Background and Purpose: We assessed whether sinus bradycardia is an early sign of atrial dysfunction that might predispose to atrial thrombogenesis and therefore be associated with stroke risk.

Methods: We retrospectively used inpatient and outpatient claims data from a 5% sample of Medicare beneficiaries ≥ 66 years old from 2008-2014. Our predictor variable was sinus bradycardia, defined as ICD-9-CM code 427.8x. Our primary outcome was ischemic stroke, ascertained using a previously validated diagnosis code algorithm. Patients with ischemic stroke or atrial fibrillation/flutter prior to or at the time of a bradycardia diagnosis were excluded. We used Cox regression analysis adjusted for demographics and vascular risk factors to evaluate the association between sinus bradycardia and the risk of stroke. Patients were censored at the time of a diagnosis of atrial fibrillation/flutter. In a confirmatory analysis, we assessed whether sinus bradycardia was more common in patients with cryptogenic stroke compared to stroke due to large-artery atherosclerosis or small-vessel disease using data from the Cornell AcutE Stroke Academic Registry (CAESAR), which comprises all adults with acute stroke at New York-Presbyterian Hospital/Weill Cornell Medical Center from 2011 to 2014.

___

Requirement 1: Copy the sinus bradycardia abstract word for word from "Background and Purpose: We" to "with stroke risk.".
Requirement 2: Condense the paragraph of the sinus bradycardia abstract that opens with "Methods: We retrospectively used" into a bulleted list that keeps its main facts.

Data records:

___

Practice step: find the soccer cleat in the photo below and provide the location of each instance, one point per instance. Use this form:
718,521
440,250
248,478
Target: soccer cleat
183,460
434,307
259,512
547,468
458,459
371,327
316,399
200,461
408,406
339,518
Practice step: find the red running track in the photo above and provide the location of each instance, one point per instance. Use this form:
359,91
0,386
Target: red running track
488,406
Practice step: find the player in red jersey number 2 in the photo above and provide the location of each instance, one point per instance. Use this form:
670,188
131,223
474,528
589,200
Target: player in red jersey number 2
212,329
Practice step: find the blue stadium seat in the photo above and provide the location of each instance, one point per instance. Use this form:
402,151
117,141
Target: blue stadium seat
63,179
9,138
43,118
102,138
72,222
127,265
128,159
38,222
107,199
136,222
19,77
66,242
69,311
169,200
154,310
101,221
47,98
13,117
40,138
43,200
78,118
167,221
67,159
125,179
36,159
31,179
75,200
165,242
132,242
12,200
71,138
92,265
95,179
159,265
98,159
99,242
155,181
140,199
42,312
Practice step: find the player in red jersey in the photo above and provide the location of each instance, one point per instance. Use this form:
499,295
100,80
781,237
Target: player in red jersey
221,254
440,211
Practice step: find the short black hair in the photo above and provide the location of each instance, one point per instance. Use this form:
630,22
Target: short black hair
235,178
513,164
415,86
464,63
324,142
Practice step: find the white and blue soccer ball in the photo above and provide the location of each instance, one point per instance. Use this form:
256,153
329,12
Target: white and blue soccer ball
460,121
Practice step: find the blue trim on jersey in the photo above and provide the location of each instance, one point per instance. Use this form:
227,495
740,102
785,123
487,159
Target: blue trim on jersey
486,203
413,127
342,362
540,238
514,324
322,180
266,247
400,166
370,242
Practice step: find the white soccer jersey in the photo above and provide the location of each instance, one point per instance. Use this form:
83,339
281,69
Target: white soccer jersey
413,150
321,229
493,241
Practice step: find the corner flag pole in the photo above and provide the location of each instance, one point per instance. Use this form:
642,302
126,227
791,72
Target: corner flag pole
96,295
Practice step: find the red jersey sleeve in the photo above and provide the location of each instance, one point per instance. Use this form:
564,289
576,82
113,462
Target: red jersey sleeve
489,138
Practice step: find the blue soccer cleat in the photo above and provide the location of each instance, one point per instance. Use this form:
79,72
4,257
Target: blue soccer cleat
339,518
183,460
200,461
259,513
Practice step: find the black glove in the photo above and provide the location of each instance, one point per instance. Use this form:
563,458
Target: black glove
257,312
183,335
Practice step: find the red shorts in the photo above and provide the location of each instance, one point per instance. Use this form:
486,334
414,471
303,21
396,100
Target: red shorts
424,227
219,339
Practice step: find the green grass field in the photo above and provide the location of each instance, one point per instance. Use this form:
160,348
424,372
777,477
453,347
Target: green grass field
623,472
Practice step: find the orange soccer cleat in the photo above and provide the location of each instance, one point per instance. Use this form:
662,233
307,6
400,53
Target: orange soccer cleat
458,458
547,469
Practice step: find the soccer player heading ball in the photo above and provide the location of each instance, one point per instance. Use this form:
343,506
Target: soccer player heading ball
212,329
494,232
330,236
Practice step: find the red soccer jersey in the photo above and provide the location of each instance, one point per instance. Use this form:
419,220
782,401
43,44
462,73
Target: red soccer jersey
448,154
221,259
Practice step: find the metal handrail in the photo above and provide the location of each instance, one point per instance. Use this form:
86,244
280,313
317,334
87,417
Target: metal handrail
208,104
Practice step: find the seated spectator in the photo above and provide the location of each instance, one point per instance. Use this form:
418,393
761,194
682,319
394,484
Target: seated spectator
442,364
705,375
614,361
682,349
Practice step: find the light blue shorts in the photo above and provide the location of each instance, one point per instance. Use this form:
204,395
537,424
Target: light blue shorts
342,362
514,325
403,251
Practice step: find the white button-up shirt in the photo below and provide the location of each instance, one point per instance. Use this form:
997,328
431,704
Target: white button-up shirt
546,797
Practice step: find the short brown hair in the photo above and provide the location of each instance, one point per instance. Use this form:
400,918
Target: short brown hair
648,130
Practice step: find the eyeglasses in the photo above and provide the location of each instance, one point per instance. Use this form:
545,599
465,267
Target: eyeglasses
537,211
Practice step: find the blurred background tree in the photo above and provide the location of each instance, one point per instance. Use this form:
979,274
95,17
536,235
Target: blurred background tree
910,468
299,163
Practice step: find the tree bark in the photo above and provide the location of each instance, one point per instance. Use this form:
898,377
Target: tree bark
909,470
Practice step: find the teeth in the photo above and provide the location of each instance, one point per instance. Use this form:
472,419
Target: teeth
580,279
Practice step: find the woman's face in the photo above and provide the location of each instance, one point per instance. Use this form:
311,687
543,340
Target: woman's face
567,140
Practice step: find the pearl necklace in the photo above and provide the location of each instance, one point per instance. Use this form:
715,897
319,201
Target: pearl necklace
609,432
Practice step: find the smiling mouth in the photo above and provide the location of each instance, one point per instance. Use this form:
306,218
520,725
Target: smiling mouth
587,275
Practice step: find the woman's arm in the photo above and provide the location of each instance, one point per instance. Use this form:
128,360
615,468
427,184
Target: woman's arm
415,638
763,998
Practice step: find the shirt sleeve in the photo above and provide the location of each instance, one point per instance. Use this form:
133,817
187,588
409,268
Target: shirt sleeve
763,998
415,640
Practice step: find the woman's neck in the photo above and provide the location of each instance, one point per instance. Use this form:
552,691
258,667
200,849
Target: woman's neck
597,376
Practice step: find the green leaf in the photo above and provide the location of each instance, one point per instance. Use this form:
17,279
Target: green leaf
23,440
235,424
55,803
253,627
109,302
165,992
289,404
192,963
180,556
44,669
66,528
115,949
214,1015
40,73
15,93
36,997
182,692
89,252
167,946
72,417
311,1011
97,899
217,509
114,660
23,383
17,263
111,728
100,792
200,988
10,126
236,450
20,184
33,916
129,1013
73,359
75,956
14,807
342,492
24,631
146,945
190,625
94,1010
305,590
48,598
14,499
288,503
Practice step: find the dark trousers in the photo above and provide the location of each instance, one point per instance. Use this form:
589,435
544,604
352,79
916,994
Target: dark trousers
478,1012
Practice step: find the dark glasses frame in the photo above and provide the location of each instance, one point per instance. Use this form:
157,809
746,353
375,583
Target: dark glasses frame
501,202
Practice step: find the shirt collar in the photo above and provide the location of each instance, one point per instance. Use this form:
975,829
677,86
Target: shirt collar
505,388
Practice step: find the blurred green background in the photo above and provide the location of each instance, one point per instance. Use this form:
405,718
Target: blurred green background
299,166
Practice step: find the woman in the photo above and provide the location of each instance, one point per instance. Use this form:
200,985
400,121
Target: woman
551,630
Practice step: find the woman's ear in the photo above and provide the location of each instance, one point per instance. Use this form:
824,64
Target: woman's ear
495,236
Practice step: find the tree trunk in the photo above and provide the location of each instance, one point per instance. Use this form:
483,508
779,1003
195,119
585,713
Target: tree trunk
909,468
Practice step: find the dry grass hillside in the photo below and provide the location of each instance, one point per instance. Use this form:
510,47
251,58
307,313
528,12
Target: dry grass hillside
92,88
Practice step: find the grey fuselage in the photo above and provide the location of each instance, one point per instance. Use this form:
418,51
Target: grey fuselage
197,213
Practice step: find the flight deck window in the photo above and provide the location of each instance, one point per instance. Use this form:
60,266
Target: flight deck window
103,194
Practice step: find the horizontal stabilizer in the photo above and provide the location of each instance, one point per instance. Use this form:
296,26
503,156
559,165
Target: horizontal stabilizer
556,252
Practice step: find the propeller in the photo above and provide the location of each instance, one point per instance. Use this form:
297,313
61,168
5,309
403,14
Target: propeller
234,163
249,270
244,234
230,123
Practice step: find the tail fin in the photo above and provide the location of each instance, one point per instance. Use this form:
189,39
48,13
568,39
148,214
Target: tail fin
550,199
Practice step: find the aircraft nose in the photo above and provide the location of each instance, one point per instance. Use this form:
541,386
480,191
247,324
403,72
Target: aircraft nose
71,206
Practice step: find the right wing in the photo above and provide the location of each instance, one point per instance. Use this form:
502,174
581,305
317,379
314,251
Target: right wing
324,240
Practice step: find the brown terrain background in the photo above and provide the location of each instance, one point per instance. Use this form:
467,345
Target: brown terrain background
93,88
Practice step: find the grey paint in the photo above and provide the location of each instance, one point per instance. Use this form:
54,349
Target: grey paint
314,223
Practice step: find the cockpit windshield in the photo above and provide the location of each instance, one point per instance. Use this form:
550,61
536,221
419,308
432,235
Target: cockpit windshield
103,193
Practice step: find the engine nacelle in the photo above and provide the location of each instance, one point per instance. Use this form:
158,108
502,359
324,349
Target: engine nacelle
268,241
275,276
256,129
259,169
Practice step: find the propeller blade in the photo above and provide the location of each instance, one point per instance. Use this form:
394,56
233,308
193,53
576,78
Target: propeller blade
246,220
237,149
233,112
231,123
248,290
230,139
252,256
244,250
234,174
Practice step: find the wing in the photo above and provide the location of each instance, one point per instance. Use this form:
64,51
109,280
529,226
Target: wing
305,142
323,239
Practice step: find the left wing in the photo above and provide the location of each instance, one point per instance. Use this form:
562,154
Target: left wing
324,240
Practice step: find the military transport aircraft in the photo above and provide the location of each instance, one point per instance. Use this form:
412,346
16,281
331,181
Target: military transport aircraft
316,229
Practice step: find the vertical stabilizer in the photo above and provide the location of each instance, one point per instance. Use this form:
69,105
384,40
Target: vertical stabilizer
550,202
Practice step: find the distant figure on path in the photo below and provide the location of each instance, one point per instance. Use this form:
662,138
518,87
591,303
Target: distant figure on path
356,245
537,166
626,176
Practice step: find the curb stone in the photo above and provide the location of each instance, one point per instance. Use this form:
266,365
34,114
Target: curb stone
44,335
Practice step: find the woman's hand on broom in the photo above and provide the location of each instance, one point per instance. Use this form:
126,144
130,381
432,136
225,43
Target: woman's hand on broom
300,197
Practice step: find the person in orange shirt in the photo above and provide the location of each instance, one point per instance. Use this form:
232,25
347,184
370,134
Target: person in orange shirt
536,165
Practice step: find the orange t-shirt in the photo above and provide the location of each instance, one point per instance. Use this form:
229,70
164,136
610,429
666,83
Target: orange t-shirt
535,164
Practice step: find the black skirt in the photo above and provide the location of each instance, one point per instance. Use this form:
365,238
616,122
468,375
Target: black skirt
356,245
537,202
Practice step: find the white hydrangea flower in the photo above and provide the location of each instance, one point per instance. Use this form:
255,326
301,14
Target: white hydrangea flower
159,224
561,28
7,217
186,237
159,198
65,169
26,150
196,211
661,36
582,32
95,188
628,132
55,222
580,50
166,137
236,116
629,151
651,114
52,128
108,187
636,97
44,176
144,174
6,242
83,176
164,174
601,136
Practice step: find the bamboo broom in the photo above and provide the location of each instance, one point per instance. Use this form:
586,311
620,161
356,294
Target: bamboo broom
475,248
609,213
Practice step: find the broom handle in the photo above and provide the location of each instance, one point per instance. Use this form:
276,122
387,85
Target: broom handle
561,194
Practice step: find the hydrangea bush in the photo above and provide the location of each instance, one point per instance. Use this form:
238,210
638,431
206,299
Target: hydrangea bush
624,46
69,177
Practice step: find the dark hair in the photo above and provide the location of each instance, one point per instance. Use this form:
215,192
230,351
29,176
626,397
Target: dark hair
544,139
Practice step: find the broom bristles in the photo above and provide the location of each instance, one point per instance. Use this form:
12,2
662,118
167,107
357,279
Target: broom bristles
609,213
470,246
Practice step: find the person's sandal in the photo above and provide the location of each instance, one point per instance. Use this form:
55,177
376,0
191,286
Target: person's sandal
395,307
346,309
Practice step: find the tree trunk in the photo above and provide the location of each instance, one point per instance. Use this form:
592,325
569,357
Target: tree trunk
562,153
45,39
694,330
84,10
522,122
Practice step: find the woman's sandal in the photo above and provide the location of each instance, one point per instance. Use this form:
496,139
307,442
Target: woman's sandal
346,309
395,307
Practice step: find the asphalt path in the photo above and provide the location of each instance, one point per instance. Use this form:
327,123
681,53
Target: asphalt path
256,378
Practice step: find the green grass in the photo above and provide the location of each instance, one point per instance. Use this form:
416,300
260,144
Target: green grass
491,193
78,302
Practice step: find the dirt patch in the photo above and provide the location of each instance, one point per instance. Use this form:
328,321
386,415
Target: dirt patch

___

Exercise output 1:
Background and Purpose: We assessed whether sinus bradycardia is an early sign of atrial dysfunction that might predispose to atrial thrombogenesis and therefore be associated with stroke risk.

Exercise output 2:
- Data source: inpatient and outpatient claims from a 5% sample of Medicare beneficiaries aged 66 or older, 2008–2014, used retrospectively
- Predictor: sinus bradycardia, defined as ICD-9-CM code 427.8x
- Primary outcome: ischemic stroke, identified with a previously validated diagnosis code algorithm
- Exclusions: patients with ischemic stroke or atrial fibrillation/flutter before or at the time of the bradycardia diagnosis
- Analysis: Cox regression adjusted for demographics and vascular risk factors, with censoring at diagnosis of atrial fibrillation/flutter
- Confirmatory analysis: whether sinus bradycardia was more common in cryptogenic stroke than in stroke due to large-artery atherosclerosis or small-vessel disease, using the Cornell AcutE Stroke Academic Registry (CAESAR), which covers all adults with acute stroke at New York-Presbyterian Hospital/Weill Cornell Medical Center from 2011 to 2014